These are my bottles, and I love them! Holzhausen is my last name, and my family is getting a big kick out of this picture right now.


A pic of my Hefe when carefully poured at room temp next to one that sat in the fridge for half an hour. Nice chill haze, huh...


Six gallons of EdWort's Apfelwein. Pitched the yeast on Jan 26, few more weeks to go.


EdWort's Haus Pale Ale next to the carboy waiting on the Biermuncher's "Northern" Blonde

Brewing while on the forums browsing on the 100" :p


The two brews, pitched and active, with the batch of Apfelwein in primary and California Uncommon in the bathtub. My Hefeweizen bottles won't fit in the bathroom any more, so they've been moved. Almost time to refrigerate those anyway.

All in all it was a fun day. I was expecting these to be a little lighter, but this is obviously the lightest I can possibly do with extract, even with late extract method. Biermuncher's looks like it might turn out golden instead of more amber. Only time will tell.
Its likely the best temperature stable area in your house, and I know you must keep it clean and sanitized, but I still cringe a bit at the idea of using the bathroom as a fermentation locker. Well that and my SWMBO would kill me if i tried.

BTW cheers on a great day of brewing. looks like you had a ton of fun. :)
That bathroom is the cleanest room in the house :p

Seriously, it's never been a bathroom - it even used to be a dark room for developing photos. It's more of an area to make room for whatever we're doing at the time. So it seems that it is now a brewery until we move out :)

Something interesting, though:

I came home to find the blonde at 69F and the haus ale at 70F, both churning, but the haus ale was now lighter than the blonde. Very light in comparison to my other brews, so hopefully they're both bright ones in the glass! I'm very much looking forward to getting to drink these.

Unfortunately, I'm about 150 bottles short right now. Not sure what I'm going to do :p
c.n.budz said:
that apfelwein is awfully close to the toilet.... I hope you have good aim:D
oh, sure! Whaddaya think that is in the airlock?:ban:

(Cheap Scotch, I'm sure, but I just couldn't resist!)
This is awesome - They're both fermenting away and are as light as the apfelwein, now! I was hoping they'd be light colored.

psychodad said:
Buy three cornys.
...and a kegerator... and a regulator... and a CO2 tank... and... and... ? ;)

I actually like bottling. I'm still new, though, so give me time. I'll come around.
Nicely done.

Both those beers will lighten up a lot before it's said and done.

Edwort and I are getting together in a couple weeks to drink up some HB's here in St. Louis. Kinda humorous we're sharing a spot in your jon.
I'm not sure... these two batches are my 3rd and 4th brews ever. I hope they turn out well!

And on that note, I'm going to post the recipes here. I have had some PM's requesting them, and I thought it would be easier to read them here as well as hear some more veteran brewers' critiques.
EdWort's Haus Pale Ale:

(copied and pasted from one of my PM's)

Available data:
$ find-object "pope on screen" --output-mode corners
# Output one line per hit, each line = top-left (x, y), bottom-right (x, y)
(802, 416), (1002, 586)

What the task asks:
In the homebrewing post, rewrite the passage from "A pic of my" to "weeks to go.", swapping "fridge" for "refrigerator". You won't need the data here.

Complete response:
A pic of my Hefe when carefully poured at room temp next to one that sat in the refrigerator for half an hour. Nice chill haze, huh...


Six gallons of EdWort's Apfelwein. Pitched the yeast on Jan 26, few more weeks to go.